** BEGIN **

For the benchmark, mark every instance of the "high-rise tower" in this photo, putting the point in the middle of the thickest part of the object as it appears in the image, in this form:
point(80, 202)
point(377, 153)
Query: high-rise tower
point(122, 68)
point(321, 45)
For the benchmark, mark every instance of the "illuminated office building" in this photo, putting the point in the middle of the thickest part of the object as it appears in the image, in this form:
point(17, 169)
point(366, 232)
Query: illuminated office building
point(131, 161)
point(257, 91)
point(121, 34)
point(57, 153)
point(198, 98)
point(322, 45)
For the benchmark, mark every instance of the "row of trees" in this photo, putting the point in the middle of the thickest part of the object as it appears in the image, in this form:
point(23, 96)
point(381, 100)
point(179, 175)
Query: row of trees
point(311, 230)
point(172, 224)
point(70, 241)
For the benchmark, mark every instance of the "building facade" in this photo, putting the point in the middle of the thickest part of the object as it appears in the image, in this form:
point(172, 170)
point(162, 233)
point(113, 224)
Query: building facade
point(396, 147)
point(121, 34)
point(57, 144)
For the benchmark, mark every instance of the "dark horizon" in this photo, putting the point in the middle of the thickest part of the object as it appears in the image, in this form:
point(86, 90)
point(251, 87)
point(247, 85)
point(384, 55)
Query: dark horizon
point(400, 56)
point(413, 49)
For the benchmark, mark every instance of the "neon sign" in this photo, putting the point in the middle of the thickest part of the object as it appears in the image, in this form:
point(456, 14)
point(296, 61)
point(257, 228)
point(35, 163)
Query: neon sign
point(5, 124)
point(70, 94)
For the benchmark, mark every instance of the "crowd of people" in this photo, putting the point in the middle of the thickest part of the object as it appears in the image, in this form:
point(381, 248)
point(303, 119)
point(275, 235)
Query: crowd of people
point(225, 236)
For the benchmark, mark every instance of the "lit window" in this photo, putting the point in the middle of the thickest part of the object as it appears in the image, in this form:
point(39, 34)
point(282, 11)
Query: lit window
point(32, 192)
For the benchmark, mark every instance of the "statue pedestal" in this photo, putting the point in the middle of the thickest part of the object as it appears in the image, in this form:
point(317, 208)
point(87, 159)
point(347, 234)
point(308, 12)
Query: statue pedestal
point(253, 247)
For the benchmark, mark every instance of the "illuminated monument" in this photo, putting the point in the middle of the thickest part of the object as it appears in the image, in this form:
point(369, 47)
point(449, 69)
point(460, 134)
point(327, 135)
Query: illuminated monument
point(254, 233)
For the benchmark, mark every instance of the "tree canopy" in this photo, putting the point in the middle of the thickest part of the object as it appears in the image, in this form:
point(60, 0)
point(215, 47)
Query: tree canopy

** END **

# Problem to work on:
Return every line exactly.

# Written reply:
For the benchmark, mark every instance of the "high-rise tower" in this photo, putting the point in the middle of the thickest part of the object as it appears in the image, in this form:
point(80, 202)
point(377, 153)
Query: high-rise tower
point(122, 68)
point(321, 45)
For the benchmark, mark every instance of the "illuminated office building" in this photo, putting the point in the middle of the thickest part of the object as it appears in the image, in this form:
point(17, 169)
point(366, 232)
Query: illuminated office building
point(131, 161)
point(257, 91)
point(121, 34)
point(57, 153)
point(198, 98)
point(322, 45)
For the benchmark, mark every instance of the "row of trees" in this photo, putting the point in the middle of the thickest part of the object as it appears in the image, in this form:
point(23, 96)
point(381, 100)
point(179, 175)
Query: row of trees
point(311, 230)
point(172, 224)
point(70, 241)
For the benchmark, mark every instance of the "building facade" in this photo, putting the point in the middle of the thickest part of the object as it appears in the image, in this form:
point(172, 170)
point(162, 233)
point(113, 224)
Query: building facade
point(396, 147)
point(121, 34)
point(57, 144)
For the benchmark, mark every instance of the "dark horizon" in this photo, putting the point in the middle of the thickest part of the object as it appears in the image, in this form:
point(86, 90)
point(251, 87)
point(247, 85)
point(384, 55)
Query: dark horizon
point(400, 56)
point(413, 49)
For the benchmark, mark every instance of the "neon sign" in this photo, putting the point in the middle of the thickest part of the object as it appears in the image, in this form:
point(456, 14)
point(296, 61)
point(257, 228)
point(35, 163)
Query: neon sign
point(5, 124)
point(70, 94)
For the benchmark, mark every instance of the "crowd of people" in this photo, putting the point in the middle of the thickest part of the object as it appears in the image, in this form:
point(381, 248)
point(303, 119)
point(275, 235)
Query: crowd of people
point(225, 236)
For the benchmark, mark every instance of the "lit window" in this photo, putting the point in the middle of the thickest part of the object as it appears in the image, in this form:
point(39, 34)
point(282, 11)
Query: lit window
point(32, 192)
For the benchmark, mark every instance of the "statue pedestal" in this photo, putting the point in the middle of the thickest part of the object as it appears in the image, in this form:
point(317, 208)
point(87, 159)
point(347, 234)
point(308, 12)
Query: statue pedestal
point(253, 247)
For the benchmark, mark every instance of the "illuminated monument" in this photo, putting the point in the middle of the thickest part of the object as it appears in the image, in this form:
point(369, 47)
point(449, 69)
point(460, 134)
point(327, 135)
Query: illuminated monument
point(254, 233)
For the benchmark, mark every instance of the "tree canopy" in this photo, putting the point in the middle of the thickest part of the object as it appears in the image, in this form:
point(60, 0)
point(215, 47)
Query: tree canopy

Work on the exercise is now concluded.